Task
Transcribe every record verbatim.

---- Material shown

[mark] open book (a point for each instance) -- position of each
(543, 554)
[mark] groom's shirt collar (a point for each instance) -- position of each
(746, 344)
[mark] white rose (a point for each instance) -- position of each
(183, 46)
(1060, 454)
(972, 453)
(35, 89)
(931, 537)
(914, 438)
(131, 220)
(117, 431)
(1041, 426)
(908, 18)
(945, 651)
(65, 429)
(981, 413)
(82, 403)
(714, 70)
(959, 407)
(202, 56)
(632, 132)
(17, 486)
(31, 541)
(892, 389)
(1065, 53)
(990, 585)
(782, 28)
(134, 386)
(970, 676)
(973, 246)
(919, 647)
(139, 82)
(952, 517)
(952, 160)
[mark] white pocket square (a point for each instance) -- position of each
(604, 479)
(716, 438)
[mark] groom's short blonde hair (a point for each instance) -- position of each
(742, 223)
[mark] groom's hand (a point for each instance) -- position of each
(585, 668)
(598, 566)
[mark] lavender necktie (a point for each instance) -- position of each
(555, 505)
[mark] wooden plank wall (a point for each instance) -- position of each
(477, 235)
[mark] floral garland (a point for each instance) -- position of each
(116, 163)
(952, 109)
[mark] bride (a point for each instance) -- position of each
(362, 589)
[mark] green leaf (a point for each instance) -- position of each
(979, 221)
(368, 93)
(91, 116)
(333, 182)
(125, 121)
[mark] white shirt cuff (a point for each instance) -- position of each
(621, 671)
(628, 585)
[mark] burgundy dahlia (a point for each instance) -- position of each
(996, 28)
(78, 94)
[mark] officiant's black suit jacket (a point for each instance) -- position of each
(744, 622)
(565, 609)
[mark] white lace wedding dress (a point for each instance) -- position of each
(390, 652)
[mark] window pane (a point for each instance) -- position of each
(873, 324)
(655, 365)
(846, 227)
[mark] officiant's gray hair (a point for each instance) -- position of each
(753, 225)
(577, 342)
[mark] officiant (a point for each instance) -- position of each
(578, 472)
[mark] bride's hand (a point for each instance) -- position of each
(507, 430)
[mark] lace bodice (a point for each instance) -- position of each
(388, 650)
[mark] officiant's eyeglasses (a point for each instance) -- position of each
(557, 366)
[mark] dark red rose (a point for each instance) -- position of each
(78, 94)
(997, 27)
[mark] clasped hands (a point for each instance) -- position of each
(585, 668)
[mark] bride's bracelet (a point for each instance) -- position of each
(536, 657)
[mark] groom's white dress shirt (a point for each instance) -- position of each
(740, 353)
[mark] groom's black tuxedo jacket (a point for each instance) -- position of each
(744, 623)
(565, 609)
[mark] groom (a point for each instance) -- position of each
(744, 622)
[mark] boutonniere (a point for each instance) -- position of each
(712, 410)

--------

Answer section
[mark] open book (a point for each instance) -- position of each
(543, 554)
[mark] groom's shirt collar (a point for each instance) -- position of each
(746, 344)
[mark] white rose (a point for each instance) -- position of each
(183, 46)
(1060, 454)
(972, 453)
(35, 89)
(931, 537)
(914, 438)
(131, 220)
(117, 431)
(1041, 426)
(908, 18)
(945, 651)
(65, 429)
(981, 413)
(82, 403)
(714, 70)
(959, 407)
(202, 56)
(632, 132)
(17, 486)
(31, 541)
(892, 389)
(1065, 53)
(990, 585)
(782, 28)
(134, 386)
(970, 676)
(973, 246)
(919, 647)
(139, 82)
(952, 517)
(952, 160)
[mark] white pocket square (a point for each instance) -- position of each
(604, 479)
(716, 438)
[mark] groom's short blonde hair (a point for each instance) -- position of each
(742, 223)
[mark] groom's hand (a point for each instance) -- position of each
(585, 668)
(598, 566)
[mark] lavender necktie (a point for each instance) -- position of each
(555, 505)
[mark] wooden plank wall (a point for each instance) -- position of each
(477, 235)
[mark] floral garland (a point for each instance) -- position of each
(116, 163)
(952, 109)
[mark] bride (a point for each instance) -- position of each
(362, 589)
[mark] green leaf (a point for each instance) -- position of each
(979, 221)
(368, 93)
(91, 116)
(333, 182)
(125, 121)
[mark] white shirt cuff (a point for each instance) -- position of each
(621, 671)
(628, 585)
[mark] burgundy dahlia (a point for each instance) -- position of each
(996, 28)
(78, 94)
[mark] officiant's black suit jacket (a point for each instance) -- position of each
(744, 622)
(565, 609)
[mark] white lace wedding dress (a point for each instance) -- position of each
(390, 652)
[mark] window pane (a point for each instance) -- position of each
(873, 324)
(655, 365)
(846, 227)
[mark] officiant's gray hair (a point for each instance) -- position of each
(753, 225)
(577, 342)
[mark] officiant (a point for each instance) -- position of each
(578, 472)
[mark] bride's hand (a point for each instance) -- position of each
(507, 430)
[mark] lace bodice (a point for each instance) -- position of each
(388, 650)
[mark] officiant's eyeglasses (a point for each instance) -- position of each
(557, 366)
[mark] dark red rose (a point for each instance) -- position of each
(78, 94)
(997, 27)
[mark] clasped hands (a point for each instance) -- position of each
(585, 668)
[mark] bride's bracelet (a point for each instance) -- position of each
(536, 657)
[mark] groom's white dress shirt (a point for each instance) -- position of each
(740, 353)
[mark] groom's black tuxedo jacket (a point for each instance) -- position of each
(744, 623)
(565, 609)
[mark] groom (a point for each instance) -- position of each
(744, 622)
[mark] boutonniere (a point for each instance) -- position of each
(712, 410)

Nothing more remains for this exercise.